Data extract START
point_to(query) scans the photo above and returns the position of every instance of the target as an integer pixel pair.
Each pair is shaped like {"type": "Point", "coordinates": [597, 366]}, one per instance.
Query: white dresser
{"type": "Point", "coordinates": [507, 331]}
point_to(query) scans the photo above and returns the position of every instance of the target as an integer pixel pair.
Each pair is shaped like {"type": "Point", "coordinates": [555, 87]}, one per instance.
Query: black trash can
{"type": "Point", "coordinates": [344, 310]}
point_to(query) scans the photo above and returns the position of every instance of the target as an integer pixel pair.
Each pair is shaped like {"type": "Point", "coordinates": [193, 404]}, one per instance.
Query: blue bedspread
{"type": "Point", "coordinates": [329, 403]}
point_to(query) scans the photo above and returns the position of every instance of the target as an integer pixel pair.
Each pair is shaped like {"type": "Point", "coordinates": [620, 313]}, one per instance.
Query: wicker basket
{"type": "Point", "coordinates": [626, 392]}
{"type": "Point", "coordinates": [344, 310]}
Data extract END
> **Activity**:
All lines from the one containing "Query: blue bedspread" through the last line of the data must be set down exactly. No other lines belong in the answer.

> **Reply to the task**:
Query: blue bedspread
{"type": "Point", "coordinates": [329, 403]}
point_to(query) scans the photo above and returns the position of every instance of the target as an integer pixel pair.
Each pair is shaped like {"type": "Point", "coordinates": [620, 313]}, one per instance.
Query: wicker basket
{"type": "Point", "coordinates": [626, 392]}
{"type": "Point", "coordinates": [344, 310]}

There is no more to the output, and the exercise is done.